| WHAT YOU ARE ASKED TO DO |
Check each line of the material, and show the ones that include the word "after".

| PROVIDED DATA |
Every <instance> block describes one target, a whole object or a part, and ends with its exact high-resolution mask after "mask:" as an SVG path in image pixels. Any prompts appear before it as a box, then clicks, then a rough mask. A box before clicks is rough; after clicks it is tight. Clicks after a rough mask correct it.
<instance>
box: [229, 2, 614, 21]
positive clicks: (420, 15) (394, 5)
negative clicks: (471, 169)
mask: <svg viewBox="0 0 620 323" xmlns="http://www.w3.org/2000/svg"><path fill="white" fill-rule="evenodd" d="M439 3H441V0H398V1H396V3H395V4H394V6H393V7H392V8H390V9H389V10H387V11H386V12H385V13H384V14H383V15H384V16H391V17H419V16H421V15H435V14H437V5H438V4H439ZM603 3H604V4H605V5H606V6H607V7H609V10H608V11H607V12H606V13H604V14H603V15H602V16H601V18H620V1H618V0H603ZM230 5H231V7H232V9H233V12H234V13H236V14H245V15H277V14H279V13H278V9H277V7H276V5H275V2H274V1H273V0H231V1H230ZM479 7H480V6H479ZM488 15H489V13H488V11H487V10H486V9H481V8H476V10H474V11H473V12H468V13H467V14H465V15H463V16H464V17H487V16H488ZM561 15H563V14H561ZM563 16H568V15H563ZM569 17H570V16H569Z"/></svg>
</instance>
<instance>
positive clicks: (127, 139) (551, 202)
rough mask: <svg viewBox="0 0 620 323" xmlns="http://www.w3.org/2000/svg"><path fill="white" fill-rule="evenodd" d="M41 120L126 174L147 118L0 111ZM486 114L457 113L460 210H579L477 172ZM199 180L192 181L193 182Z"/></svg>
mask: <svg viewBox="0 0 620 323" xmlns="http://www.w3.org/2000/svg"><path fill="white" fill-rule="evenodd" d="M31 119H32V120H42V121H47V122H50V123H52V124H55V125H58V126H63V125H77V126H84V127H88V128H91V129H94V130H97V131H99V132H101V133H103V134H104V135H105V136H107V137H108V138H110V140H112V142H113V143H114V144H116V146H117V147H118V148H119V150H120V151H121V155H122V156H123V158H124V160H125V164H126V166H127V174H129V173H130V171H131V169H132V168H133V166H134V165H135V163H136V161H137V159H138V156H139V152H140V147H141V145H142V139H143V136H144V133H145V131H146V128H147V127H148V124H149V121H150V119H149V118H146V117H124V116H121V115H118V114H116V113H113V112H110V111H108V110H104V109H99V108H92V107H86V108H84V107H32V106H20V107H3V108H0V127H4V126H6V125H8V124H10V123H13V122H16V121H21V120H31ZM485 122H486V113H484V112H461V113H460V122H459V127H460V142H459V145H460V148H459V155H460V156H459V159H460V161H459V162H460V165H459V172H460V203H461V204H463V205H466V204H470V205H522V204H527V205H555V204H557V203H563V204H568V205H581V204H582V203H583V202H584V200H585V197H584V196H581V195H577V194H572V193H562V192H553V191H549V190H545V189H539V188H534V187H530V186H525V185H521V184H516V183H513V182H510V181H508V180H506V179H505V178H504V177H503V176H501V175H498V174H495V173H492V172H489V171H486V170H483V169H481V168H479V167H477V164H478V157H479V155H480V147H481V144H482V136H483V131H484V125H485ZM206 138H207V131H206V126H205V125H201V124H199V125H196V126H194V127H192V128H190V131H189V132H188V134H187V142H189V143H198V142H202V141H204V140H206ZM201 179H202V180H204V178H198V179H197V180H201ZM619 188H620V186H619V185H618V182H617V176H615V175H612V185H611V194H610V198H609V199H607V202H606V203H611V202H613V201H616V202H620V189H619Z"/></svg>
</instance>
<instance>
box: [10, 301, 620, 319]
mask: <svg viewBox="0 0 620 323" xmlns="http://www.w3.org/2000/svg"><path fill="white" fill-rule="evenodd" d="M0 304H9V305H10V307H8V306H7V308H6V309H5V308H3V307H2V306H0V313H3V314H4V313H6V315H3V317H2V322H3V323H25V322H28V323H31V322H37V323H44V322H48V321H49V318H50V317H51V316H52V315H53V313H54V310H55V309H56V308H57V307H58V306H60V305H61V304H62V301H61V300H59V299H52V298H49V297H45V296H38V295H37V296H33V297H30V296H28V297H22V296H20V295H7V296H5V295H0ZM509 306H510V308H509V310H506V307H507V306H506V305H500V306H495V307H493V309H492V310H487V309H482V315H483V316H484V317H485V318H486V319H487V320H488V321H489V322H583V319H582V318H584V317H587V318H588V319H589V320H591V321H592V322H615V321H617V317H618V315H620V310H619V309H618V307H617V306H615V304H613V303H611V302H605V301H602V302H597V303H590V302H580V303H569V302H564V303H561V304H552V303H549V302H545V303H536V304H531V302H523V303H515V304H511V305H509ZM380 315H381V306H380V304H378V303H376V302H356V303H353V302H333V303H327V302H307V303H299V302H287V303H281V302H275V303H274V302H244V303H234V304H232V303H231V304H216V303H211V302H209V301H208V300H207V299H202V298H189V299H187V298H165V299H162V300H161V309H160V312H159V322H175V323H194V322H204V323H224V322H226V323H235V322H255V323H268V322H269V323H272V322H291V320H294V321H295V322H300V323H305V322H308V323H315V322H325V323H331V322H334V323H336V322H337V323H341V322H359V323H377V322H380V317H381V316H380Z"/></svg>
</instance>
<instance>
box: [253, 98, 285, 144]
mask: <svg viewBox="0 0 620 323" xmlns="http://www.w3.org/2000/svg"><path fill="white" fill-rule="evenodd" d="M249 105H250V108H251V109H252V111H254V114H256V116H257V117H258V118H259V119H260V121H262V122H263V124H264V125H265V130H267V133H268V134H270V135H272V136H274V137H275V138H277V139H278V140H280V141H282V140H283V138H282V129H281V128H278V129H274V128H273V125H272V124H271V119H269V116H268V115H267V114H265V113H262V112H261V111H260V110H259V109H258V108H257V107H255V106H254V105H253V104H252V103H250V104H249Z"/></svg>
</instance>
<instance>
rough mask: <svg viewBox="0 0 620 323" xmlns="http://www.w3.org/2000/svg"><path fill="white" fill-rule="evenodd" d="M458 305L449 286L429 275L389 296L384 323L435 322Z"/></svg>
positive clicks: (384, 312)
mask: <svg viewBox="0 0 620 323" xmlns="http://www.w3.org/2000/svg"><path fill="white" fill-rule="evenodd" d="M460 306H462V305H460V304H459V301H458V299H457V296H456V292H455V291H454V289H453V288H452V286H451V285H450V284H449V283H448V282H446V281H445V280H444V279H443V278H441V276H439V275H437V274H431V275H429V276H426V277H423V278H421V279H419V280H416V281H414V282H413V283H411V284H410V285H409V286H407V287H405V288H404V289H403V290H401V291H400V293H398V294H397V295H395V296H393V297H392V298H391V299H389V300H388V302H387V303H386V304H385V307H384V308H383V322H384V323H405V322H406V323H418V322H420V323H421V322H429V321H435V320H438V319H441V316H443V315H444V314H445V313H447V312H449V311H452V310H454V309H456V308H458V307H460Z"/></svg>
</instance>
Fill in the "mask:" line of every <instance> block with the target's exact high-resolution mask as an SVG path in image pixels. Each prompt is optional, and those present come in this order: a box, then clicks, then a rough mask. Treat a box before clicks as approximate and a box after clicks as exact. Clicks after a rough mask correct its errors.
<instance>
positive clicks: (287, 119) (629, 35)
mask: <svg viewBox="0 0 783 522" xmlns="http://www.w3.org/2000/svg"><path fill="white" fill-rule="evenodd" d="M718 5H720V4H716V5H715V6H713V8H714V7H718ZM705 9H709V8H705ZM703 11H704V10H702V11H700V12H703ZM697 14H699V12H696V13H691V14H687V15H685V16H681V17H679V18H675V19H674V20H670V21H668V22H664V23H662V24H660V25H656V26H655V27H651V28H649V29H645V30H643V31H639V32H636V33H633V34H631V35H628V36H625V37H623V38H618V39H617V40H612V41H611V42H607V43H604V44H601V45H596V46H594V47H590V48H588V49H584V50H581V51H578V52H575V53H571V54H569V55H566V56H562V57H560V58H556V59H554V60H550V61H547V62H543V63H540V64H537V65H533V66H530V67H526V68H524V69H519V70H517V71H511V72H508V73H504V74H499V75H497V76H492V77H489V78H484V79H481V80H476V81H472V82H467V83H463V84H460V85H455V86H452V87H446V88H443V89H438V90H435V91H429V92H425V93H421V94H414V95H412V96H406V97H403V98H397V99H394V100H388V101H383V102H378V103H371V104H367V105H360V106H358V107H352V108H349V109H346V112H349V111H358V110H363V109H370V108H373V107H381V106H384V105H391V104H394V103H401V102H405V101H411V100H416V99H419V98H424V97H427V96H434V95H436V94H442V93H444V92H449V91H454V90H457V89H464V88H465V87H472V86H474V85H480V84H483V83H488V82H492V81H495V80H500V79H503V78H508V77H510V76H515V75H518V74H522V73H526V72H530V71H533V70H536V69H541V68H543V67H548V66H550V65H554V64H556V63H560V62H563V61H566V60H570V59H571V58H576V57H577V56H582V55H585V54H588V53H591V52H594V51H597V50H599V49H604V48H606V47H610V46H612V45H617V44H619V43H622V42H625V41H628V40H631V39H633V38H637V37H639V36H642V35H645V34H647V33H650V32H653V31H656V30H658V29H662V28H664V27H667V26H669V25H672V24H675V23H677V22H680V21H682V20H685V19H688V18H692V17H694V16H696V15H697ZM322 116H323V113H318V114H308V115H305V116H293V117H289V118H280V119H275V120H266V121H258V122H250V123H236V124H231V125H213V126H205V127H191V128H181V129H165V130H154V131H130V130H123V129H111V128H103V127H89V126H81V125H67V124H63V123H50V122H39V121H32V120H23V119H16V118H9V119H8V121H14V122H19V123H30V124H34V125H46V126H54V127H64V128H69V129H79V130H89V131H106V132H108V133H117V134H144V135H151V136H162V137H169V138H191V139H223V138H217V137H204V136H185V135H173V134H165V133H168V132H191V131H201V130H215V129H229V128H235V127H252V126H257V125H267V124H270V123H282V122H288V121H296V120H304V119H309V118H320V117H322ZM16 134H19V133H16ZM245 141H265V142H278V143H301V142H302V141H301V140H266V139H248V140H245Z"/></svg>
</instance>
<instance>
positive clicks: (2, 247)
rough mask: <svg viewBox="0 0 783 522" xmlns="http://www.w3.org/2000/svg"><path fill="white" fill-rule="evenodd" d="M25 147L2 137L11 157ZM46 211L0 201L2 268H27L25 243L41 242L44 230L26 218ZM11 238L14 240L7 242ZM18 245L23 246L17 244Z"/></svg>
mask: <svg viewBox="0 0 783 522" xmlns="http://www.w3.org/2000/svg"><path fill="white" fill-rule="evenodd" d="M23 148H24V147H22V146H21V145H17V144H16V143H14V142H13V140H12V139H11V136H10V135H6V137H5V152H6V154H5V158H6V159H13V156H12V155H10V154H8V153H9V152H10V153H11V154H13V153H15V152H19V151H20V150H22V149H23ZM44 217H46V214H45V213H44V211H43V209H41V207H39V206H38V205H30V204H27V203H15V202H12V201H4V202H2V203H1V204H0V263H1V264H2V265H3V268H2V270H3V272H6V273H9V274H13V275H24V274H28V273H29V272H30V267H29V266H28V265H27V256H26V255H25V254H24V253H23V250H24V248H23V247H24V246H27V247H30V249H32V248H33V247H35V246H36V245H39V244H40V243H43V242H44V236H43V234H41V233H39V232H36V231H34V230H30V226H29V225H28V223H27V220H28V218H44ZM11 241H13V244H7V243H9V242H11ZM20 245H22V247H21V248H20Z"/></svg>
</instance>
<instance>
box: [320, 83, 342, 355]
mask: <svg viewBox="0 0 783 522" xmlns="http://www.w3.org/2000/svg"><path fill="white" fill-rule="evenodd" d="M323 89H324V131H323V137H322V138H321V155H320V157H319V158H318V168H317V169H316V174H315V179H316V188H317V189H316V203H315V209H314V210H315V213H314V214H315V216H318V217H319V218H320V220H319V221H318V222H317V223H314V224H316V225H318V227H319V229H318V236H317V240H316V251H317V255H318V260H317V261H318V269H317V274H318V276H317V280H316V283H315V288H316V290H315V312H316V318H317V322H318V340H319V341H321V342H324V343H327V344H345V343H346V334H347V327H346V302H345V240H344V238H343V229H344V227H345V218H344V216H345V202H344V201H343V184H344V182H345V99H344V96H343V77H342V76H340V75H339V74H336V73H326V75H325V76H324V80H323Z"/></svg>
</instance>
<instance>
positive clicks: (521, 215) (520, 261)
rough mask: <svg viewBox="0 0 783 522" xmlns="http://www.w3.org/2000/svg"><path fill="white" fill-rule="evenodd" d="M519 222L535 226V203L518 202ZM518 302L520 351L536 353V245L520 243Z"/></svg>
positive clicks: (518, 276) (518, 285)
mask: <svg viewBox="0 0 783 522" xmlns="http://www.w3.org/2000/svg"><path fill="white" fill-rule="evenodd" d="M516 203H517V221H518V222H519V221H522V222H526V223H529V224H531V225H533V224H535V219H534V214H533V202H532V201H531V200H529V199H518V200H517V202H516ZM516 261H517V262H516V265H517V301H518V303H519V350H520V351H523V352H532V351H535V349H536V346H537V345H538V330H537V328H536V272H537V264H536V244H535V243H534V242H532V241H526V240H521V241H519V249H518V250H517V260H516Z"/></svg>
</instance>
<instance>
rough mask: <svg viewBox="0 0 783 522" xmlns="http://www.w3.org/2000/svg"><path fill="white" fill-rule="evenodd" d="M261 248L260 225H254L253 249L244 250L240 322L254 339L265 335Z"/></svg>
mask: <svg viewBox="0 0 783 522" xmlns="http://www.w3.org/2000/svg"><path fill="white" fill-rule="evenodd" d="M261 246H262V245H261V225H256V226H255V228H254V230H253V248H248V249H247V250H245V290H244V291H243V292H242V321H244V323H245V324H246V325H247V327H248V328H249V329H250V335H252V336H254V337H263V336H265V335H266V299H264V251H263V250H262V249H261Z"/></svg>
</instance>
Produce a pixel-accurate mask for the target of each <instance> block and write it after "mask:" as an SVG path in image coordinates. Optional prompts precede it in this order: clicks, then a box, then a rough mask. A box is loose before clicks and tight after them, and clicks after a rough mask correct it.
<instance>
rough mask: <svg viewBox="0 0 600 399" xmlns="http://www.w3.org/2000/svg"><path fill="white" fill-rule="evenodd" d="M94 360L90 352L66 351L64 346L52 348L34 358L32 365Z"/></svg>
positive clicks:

| EXERCISE RESULT |
Every <instance> block describes one target, a whole object or a part, and ends with its exact high-resolution mask after "mask:" as an SVG path in image pixels. Any prompts appear before it as a box, then clicks, then a rough mask. A box before clicks is rough; after clicks it is tight. Clicks after a rough mask correct it.
Fill in the "mask:" line of every <instance> block with the target's exact high-resolution mask as an SVG path in image pixels. Each prompt is optional, and those present come in this order: a box, then clicks, then a rough mask. Treat a box before clicks as approximate and a box after clicks as exact. Clicks after a rough mask correct its errors.
Produce a pixel-accurate mask for the target of each <instance> block and write it after "mask:" as an SVG path in image coordinates. Optional prompts precede it in this order: clicks, then a box, then a rough mask. A box is loose before clicks and tight after them, and clicks after a rough mask correct it.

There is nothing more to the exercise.